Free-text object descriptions
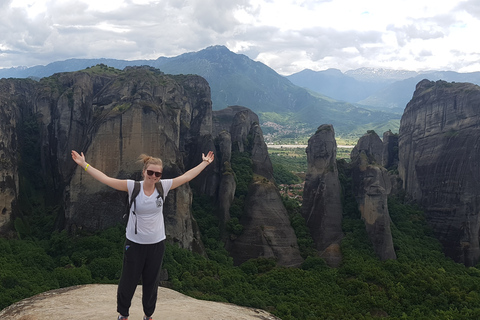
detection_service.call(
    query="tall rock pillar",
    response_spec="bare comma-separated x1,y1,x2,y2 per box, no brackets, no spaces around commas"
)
302,124,344,267
351,131,396,261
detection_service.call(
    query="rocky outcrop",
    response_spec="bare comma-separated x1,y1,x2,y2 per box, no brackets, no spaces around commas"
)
229,177,303,267
213,106,274,181
0,67,303,267
399,79,480,266
0,66,214,254
351,130,383,165
351,131,396,261
302,124,343,267
0,284,280,320
214,106,302,266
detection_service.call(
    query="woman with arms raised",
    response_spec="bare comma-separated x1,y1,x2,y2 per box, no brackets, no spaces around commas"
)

* ACTIVITY *
For each record above, write out every line exactly and skip the pictures.

* YOUR RESPONSE *
detection_service.call(
    query="tall rock pillar",
    response_spec="bare comma-separated x1,y1,x2,y2 per box, no brackets, no spaces around commas"
)
302,124,344,267
351,131,396,261
detection_service.call(
    query="rocky outcrop",
    response_spec="bare comma-separated x1,y1,x2,y2 per box, no brackets, no spaces around commas"
)
229,177,303,267
213,106,274,181
0,67,303,267
399,79,480,266
0,66,214,254
351,130,383,165
351,131,396,261
302,124,343,267
0,284,280,320
214,106,302,266
detection_service.call(
    query="woman with arms raised",
    response_spec="bare comma-separated x1,y1,x2,y2 per box, no brackets, no spaces around commas"
)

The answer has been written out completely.